O Globo, n. 32.298, 10/01/2022. Política, p. 7
Sob Bolsonaro, extrema direita se radicalizou
Guilherme Caetano
Após
três anos de governo Bolsonaro, a extrema direita que o ajudou a se eleger
conquistou avanços, normalizou valores sociais que defende e perdeu
oportunidades inéditas. É o que aponta análise de estudiosos do bolsonarismo,
convidados pelo GLOBO a fazer um balanço, desde 2018, do grupo mais à direita
do espectro político no país.
Uma
das mais notáveis mudanças foi a aceleração da extrema direita brasileira,
agora ator global de peso, diz Odilon Caldeira Neto, coordenador do
Observatório da Extrema Direita. E, após as derrotas de Donald Trump nos EUA e
José Antonio Kast no Chile,
as eleições brasileiras, afirma, ganharam mais relevância:
—O
Brasil passou de receptora produtor de premissas de extrema direita. Não à toa,
Steve Bannon tem muito interesse na eleição daqui—diz.
O ex-conselheiro político do ex-presidente Trump foi
considerado um dos responsáveis pela vitória do republicano em 2016. E antes
mesmo de assumir a Presidência, Bolsonaro já mantinha contato com Bannon,
relação cujo elo sempre foi o deputado federal Eduardo Bolsonaro (PSL-SP).

(TAREFAS PROPOSTAS)
a – Na reportagem sobre a extrema direita, quem é apresentado como coordenador do Observatório da Extrema Direita?
b – Escreva a continuação da reportagem sobre a extrema direita a partir da última frase.
A listagem é um material à parte, independente da reportagem sobre a extrema direita.

(DADOS REGISTRADOS)
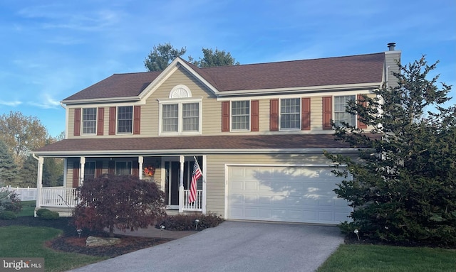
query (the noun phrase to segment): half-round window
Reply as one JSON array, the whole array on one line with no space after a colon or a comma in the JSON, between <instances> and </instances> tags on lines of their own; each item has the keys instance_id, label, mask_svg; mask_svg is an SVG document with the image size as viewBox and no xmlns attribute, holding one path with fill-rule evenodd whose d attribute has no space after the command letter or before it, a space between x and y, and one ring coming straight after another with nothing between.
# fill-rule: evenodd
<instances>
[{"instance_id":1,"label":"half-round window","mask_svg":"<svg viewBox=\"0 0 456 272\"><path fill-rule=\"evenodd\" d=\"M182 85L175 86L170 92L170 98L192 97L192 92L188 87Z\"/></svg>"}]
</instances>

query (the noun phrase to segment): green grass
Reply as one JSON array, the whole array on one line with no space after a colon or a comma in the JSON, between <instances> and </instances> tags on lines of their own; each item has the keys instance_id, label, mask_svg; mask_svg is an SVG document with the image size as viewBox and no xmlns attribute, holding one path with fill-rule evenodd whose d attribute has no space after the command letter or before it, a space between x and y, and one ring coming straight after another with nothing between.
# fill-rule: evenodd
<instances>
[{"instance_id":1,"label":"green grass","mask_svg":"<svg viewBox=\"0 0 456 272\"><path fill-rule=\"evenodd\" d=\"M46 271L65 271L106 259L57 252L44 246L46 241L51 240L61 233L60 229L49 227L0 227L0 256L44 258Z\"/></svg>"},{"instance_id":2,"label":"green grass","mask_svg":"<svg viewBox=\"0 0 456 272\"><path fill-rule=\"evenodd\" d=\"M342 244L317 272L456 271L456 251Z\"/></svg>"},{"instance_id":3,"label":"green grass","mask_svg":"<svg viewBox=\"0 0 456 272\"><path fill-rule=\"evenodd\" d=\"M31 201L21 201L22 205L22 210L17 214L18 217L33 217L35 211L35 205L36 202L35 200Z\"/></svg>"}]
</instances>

(RESPOSTAS)
a – Odilon Caldeira Neto.

b –
Mas,
como naufrágio do Aliança pelo Brasil, partido que Jair Bolsonaro (PL) tentou
montar após deixar o PSL, em 2019, a direita radical perdeu a oportunidade de
se “institucionalizar”. É o que defende Christian Lynch, da Uerj. A “perda de
diz, pode ter sido crucial para a organização política futura do grupo.
—
Em vez de se materializar num partido, o bolsonarismo alugou o Centrão. Uma
eventual derrota eleitoral de Bolsonaro será um baque muito mais duro do que
foi para a esquerda o impeachment de Dilma, pois o PT tem enraizamento social,
hierarquia, burocracia, intelectuais —diz Lynch.
Base
capilarizada
Aliados
de Bolsonaro já vaticinavam que a falta de um partido único que abrigasse a
base ideológica do presidente havia sido responsável pela derrota do governo
nas eleições municipais de 2020. Pulverizados em siglas como PRTB, PTB, PSL,
PSC, Patriota e Republicanos, poucos bolsonaristas se elegeram.
A
cientista política Camila Rocha, da USP, por outro lado, avalia que o poder de
mobilização de Bolsonaro, mesmo sem um partido próprio, é expressivo. Ela
destaca que, enquanto Bolsonaro estava no PSL, seus correligionários fundaram
diretórios em cidades pequenas, o que ajudou a capilarizar sua base. E afirma
que o grupo se vê mais como um movimento, uma “frente”.
—
Não ter um partido único é estratégia bem anterior à ascensão bolsonarista, já
estava desenhada na nova direita e faz sentido para quem se vê como
antissistema — diz.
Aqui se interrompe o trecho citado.